How to complete this task: Whether an entry is long or short, retype it exactly.

[Records drawn from a dataset]

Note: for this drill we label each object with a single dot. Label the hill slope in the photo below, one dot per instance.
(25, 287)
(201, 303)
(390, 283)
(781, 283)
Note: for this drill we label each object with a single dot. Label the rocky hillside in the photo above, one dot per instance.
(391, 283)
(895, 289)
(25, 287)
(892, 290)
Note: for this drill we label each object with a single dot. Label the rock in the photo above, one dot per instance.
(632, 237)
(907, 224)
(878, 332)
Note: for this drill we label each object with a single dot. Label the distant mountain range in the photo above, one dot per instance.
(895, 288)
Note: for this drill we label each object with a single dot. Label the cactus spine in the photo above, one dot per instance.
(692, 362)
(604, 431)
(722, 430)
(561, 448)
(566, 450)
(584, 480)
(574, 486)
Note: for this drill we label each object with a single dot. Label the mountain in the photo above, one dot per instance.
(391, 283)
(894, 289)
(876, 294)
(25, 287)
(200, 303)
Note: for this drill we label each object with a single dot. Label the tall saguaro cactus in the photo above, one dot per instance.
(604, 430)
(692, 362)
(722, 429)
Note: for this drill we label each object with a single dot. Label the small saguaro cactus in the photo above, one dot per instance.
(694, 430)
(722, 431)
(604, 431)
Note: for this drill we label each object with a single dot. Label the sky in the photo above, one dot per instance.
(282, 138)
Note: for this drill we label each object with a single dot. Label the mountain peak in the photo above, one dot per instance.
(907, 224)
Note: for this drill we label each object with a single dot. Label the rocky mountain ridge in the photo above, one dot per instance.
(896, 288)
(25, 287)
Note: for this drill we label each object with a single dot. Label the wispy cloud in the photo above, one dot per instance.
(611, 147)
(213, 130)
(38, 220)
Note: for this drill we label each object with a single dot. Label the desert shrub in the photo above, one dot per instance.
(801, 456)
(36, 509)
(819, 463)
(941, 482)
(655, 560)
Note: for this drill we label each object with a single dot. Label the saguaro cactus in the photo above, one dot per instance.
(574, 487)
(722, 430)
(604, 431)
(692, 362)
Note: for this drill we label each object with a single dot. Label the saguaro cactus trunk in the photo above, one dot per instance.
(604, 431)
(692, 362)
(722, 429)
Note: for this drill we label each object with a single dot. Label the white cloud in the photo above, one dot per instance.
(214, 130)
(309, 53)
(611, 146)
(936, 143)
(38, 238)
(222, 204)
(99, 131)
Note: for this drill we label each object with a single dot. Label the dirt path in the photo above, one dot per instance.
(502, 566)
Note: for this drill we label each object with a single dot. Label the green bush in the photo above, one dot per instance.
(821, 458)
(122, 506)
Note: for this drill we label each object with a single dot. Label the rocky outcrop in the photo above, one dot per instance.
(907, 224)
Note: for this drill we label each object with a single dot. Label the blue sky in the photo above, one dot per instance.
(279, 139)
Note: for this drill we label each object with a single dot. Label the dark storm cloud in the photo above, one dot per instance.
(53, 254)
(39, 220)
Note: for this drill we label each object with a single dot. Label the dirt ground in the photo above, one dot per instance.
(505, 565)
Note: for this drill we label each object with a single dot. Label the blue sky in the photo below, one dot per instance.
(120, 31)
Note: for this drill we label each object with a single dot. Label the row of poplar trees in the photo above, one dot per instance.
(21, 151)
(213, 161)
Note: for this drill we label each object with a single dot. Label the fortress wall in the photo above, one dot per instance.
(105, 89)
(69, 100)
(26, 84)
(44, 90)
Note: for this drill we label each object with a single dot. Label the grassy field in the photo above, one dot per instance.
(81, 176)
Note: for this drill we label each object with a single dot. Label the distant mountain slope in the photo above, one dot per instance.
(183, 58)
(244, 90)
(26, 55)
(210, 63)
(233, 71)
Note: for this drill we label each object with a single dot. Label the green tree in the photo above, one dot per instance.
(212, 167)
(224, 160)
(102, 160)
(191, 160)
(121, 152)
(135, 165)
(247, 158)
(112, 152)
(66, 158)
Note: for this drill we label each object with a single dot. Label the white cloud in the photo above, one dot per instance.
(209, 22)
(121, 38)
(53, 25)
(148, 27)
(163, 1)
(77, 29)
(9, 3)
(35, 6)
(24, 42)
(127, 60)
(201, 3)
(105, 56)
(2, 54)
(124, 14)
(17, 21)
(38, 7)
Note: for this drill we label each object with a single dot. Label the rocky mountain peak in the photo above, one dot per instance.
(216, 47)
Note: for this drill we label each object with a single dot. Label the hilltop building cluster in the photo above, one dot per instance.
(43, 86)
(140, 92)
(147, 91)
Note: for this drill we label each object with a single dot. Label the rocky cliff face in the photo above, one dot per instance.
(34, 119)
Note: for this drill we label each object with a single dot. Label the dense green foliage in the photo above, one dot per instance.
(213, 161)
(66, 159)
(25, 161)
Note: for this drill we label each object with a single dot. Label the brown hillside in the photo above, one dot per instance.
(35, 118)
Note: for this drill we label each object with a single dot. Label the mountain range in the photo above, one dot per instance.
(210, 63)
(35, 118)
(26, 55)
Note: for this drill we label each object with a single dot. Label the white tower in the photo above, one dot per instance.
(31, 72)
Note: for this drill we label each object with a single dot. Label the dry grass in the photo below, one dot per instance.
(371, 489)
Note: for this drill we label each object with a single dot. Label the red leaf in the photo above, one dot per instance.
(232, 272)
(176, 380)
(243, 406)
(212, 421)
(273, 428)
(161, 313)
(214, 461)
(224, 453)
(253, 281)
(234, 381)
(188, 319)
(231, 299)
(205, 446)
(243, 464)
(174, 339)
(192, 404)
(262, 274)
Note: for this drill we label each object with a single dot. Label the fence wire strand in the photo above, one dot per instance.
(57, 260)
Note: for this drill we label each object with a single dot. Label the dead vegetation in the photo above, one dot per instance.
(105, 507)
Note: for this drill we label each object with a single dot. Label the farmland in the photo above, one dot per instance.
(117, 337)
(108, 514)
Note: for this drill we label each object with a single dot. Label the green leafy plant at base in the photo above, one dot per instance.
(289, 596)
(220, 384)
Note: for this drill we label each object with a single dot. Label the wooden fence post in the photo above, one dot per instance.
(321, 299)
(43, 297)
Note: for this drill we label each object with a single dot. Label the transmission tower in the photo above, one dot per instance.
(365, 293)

Result of this task:
Note: for this drill we label each object with a single dot. Label the hill slope in the photo below, one dot per instance.
(25, 287)
(201, 303)
(390, 283)
(781, 283)
Note: for this drill we label each object with a single dot. Label the rocky hillside in the photo above, one dot per instance.
(391, 283)
(895, 289)
(25, 287)
(892, 290)
Note: for this drill we label each object with a single dot. Label the rock in the photo above, one dot per instance.
(632, 237)
(907, 224)
(878, 332)
Note: for this drill we label each object with a single dot. Label the distant mountain range in the photo above, one dot per instance.
(895, 288)
Note: for this drill we label each object with a single dot. Label the cactus spine in the photo above, one dot per instance.
(692, 362)
(604, 431)
(722, 430)
(561, 448)
(566, 450)
(584, 480)
(574, 486)
Note: for this drill we label each object with a single dot. Label the mountain in the photo above, one dot per instance.
(391, 283)
(894, 289)
(876, 294)
(25, 287)
(200, 303)
Note: for this drill we label each object with a single dot. Label the tall saguaro cactus in the photo above, one dot per instance.
(604, 430)
(692, 362)
(722, 429)
Note: for this drill we label each object with a single dot. Label the small saguaro cactus in the photo above, one dot per instance.
(694, 430)
(722, 431)
(604, 431)
Note: for this drill we label each object with a single dot. Label the sky in the photo above, one dot per instance.
(282, 138)
Note: for this drill we label each object with a single dot. Label the mountain peak in the photo above, one dot per instance.
(907, 224)
Note: for this drill we label each object with a single dot. Label the rocky mountain ridge in the photo above, one dot per instance.
(896, 288)
(25, 287)
Note: for this drill we label each object with a single dot. Label the wispy cloud in the photo above, one dot per instance.
(611, 147)
(213, 130)
(38, 220)
Note: for this drill we label each object with a single dot. Label the desert shrub in the photo above, one dot per instance.
(801, 456)
(36, 509)
(819, 463)
(941, 482)
(655, 560)
Note: for this drill we label each object with a single dot. Label the saguaro cactus in the photo above, one dot per instance.
(574, 487)
(722, 430)
(604, 431)
(692, 362)
Note: for this drill we label each object with a single dot. Label the saguaro cactus trunk in the photo above, one dot per instance.
(604, 431)
(692, 362)
(722, 429)
Note: for this drill we label each object with a single dot. Label the white cloud in the photo above, one dot per instance.
(214, 130)
(309, 53)
(611, 146)
(936, 143)
(38, 238)
(222, 204)
(99, 131)
Note: for this drill we label each object with a single dot. Label the dirt path in the photo above, one dot per instance.
(502, 566)
Note: for this drill we label each object with a single dot. Label the green bush in the photo above, one dot per instance.
(821, 458)
(122, 506)
Note: for this drill we label each object with a single dot. Label the rocky outcrop in the photo above, one dot per instance.
(907, 224)
Note: for this drill we label each object with a single dot. Label the blue sky in the photo above, one dot per instance.
(279, 139)
Note: for this drill we label each object with a single dot. Label the dark storm cloud in the photo above, one dot per instance.
(53, 254)
(39, 220)
Note: for this drill we label each object with a single dot. Label the dirt ground in the photo above, one dot per instance.
(505, 565)
Note: for this drill we label each object with a single dot. Label the blue sky in the photo below, one dot per instance.
(120, 31)
Note: for this drill we label each object with a single dot. Label the row of poplar trees in the photo above, one dot per instance.
(21, 151)
(213, 161)
Note: for this drill we label each object with a single dot. Label the fortress wall in the photo above, one dot per instance.
(105, 89)
(69, 100)
(26, 84)
(44, 90)
Note: for this drill we label each object with a single dot. Label the grassy field in the photo above, one dot per instance.
(81, 176)
Note: for this drill we label each object with a single dot. Label the distant mountain slope in the photo above, one dot per instance.
(183, 58)
(244, 90)
(26, 55)
(210, 63)
(233, 71)
Note: for this drill we label each object with a single dot. Label the green tree in the photo above, one dot per instance.
(212, 167)
(224, 160)
(102, 160)
(191, 160)
(121, 152)
(135, 165)
(247, 158)
(112, 152)
(66, 158)
Note: for this drill we label each object with a single dot. Label the white cloud in the photo above, one dot per instance.
(209, 22)
(121, 38)
(53, 25)
(148, 27)
(163, 1)
(77, 29)
(9, 3)
(35, 6)
(24, 42)
(127, 60)
(201, 3)
(105, 56)
(2, 54)
(124, 14)
(17, 21)
(38, 7)
Note: for this drill we label each object with a single dot. Label the rocky mountain peak in the photo above, one dot per instance.
(216, 47)
Note: for this drill we label each object with a single dot. Label the hilltop building cluster in the photo above, one dot per instance.
(43, 86)
(140, 92)
(147, 91)
Note: for this drill we label each object with a single dot. Label the rocky cliff face in the photo above, one dot per instance.
(34, 119)
Note: for this drill we label each object with a single dot. Label the dense green foliage in the photo above, one dot per instance.
(213, 161)
(66, 159)
(25, 161)
Note: for this drill we label each object with a single dot. Label the brown hillside in the photo above, one dot per instance.
(35, 118)
Note: for this drill we label each object with a single dot. Label the mountain range in the photo above, one dot per instance.
(210, 63)
(35, 118)
(26, 55)
Note: for this drill we label each object with a single dot. Label the white tower in the photo above, one dot per instance.
(31, 72)
Note: for this drill we label each object with a single dot. Label the dry grass in the photo below, one dot per instance.
(371, 489)
Note: for this drill we label each object with a single dot. Label the red leaf in the photo above, one dot per instance.
(232, 272)
(176, 380)
(243, 406)
(212, 421)
(273, 428)
(161, 313)
(214, 461)
(224, 453)
(253, 281)
(234, 381)
(188, 319)
(231, 299)
(205, 446)
(243, 464)
(174, 339)
(192, 404)
(262, 274)
Note: for this drill we label each object with a single dot. Label the fence wire strand in the photo above, one dot per instance.
(57, 260)
Note: for this drill we label each object with a single dot. Label the dead vegetation in the photo above, one dot per instance.
(105, 507)
Note: for this drill we label each object with a single dot. Label the farmland in the photo above, one dot per instance.
(117, 337)
(108, 514)
Note: for this drill we label each object with a single dot. Label the green leafy plant at base in the photo above, one dot per instance.
(289, 596)
(220, 384)
Note: for this drill we label each object with a single dot. Label the wooden fence post in the photo above, one dot per instance.
(321, 299)
(43, 297)
Note: for this drill we label each object with a single dot. Label the transmission tower in the photo above, one dot per instance.
(365, 293)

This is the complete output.